Collected data
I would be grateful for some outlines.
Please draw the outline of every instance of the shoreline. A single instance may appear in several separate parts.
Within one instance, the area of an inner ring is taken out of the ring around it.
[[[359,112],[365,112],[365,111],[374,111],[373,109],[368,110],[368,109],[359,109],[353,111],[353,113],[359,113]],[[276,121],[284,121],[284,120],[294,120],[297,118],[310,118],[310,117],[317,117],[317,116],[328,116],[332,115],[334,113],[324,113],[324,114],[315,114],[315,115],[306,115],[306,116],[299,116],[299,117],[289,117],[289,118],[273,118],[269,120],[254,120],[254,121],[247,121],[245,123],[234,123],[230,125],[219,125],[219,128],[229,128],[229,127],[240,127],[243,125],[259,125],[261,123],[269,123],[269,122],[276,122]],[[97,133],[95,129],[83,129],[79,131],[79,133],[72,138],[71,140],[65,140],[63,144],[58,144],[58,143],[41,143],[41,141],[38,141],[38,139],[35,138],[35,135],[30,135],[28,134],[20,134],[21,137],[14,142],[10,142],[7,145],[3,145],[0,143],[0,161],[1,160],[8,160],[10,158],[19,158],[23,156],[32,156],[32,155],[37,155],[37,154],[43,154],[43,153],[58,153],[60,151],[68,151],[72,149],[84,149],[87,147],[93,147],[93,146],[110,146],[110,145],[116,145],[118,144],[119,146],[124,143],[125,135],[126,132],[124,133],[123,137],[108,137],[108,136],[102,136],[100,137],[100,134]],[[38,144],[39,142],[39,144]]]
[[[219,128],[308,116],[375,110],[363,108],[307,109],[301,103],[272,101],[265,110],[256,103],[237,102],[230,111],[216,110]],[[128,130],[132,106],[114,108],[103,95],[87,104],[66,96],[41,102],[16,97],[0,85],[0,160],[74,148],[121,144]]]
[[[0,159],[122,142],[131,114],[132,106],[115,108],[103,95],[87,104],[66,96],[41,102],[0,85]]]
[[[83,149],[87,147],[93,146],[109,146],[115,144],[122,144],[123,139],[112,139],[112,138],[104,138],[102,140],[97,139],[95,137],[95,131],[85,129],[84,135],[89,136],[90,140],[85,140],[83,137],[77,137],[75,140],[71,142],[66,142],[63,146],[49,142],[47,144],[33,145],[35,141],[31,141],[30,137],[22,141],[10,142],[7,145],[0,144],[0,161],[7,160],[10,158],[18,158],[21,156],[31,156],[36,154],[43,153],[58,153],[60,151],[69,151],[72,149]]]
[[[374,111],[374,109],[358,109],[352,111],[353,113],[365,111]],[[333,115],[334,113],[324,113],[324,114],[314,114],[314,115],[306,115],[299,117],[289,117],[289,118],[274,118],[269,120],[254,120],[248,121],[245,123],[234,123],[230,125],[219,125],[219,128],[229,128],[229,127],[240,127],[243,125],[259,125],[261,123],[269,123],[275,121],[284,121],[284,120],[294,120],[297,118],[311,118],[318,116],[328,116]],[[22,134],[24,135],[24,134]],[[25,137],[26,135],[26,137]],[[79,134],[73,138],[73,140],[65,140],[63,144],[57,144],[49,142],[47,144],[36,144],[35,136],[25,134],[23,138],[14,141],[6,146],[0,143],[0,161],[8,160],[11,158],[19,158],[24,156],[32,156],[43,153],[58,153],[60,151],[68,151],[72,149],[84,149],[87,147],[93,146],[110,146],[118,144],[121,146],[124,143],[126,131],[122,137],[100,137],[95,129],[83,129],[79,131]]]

**What you need to do**:
Preserving every character, copy the records above out again.

**Answer to this task**:
I would be grateful for some outlines.
Please draw the outline of every instance of the shoreline. A single instance may appear in several separate parts.
Within one instance, the area of an inner ring is taken out of the ring around it.
[[[359,112],[365,112],[365,111],[374,111],[373,109],[368,110],[368,109],[359,109],[353,111],[353,113],[359,113]],[[276,121],[284,121],[284,120],[294,120],[297,118],[310,118],[310,117],[317,117],[317,116],[328,116],[332,115],[334,113],[324,113],[324,114],[315,114],[315,115],[306,115],[306,116],[299,116],[299,117],[289,117],[289,118],[273,118],[269,120],[254,120],[254,121],[247,121],[245,123],[234,123],[230,125],[219,125],[219,128],[229,128],[229,127],[240,127],[243,125],[259,125],[261,123],[269,123],[269,122],[276,122]],[[97,133],[95,129],[83,129],[79,131],[79,133],[72,138],[71,140],[65,140],[63,144],[58,144],[58,143],[41,143],[41,141],[38,141],[38,139],[35,138],[35,135],[30,135],[28,134],[20,134],[21,137],[14,142],[10,142],[7,145],[3,145],[0,143],[0,161],[1,160],[8,160],[10,158],[19,158],[23,156],[32,156],[32,155],[37,155],[37,154],[43,154],[43,153],[58,153],[60,151],[68,151],[72,149],[84,149],[87,147],[93,147],[93,146],[110,146],[110,145],[116,145],[118,144],[119,146],[124,143],[125,135],[126,132],[124,133],[123,137],[108,137],[108,136],[102,136],[100,137],[100,134]],[[38,144],[39,142],[39,144]]]
[[[219,128],[308,116],[375,110],[363,108],[307,109],[301,103],[272,101],[265,110],[256,103],[237,102],[230,111],[216,110]],[[128,130],[132,106],[114,108],[103,95],[87,104],[66,96],[41,102],[16,97],[0,85],[0,160],[74,148],[121,144]]]
[[[0,159],[122,142],[131,114],[132,106],[115,108],[103,95],[87,104],[66,96],[41,102],[0,85]]]
[[[83,149],[87,147],[93,146],[109,146],[115,144],[122,144],[123,139],[112,139],[112,138],[104,138],[102,140],[97,139],[95,137],[95,131],[85,129],[84,135],[89,136],[90,140],[85,140],[83,137],[77,137],[75,140],[71,142],[66,142],[63,146],[49,142],[47,144],[33,145],[35,141],[31,141],[30,137],[22,141],[10,142],[7,145],[0,144],[0,161],[7,160],[10,158],[18,158],[21,156],[31,156],[36,154],[43,153],[58,153],[60,151],[69,151],[72,149]]]
[[[374,111],[374,109],[358,109],[352,111],[353,113],[365,111]],[[333,115],[334,113],[324,113],[324,114],[314,114],[314,115],[306,115],[299,117],[289,117],[289,118],[274,118],[269,120],[254,120],[248,121],[245,123],[234,123],[230,125],[219,125],[219,128],[229,128],[229,127],[240,127],[243,125],[259,125],[261,123],[269,123],[275,121],[284,121],[284,120],[294,120],[297,118],[311,118],[318,116],[328,116]],[[22,134],[24,135],[24,134]],[[25,137],[26,135],[26,137]],[[79,134],[73,138],[73,140],[65,140],[63,144],[57,144],[49,142],[47,144],[36,144],[35,136],[25,134],[23,138],[14,141],[6,146],[0,143],[0,161],[8,160],[11,158],[19,158],[24,156],[32,156],[43,153],[58,153],[60,151],[68,151],[72,149],[84,149],[87,147],[93,146],[110,146],[118,144],[121,146],[124,143],[126,131],[122,137],[100,137],[95,129],[83,129],[79,131]]]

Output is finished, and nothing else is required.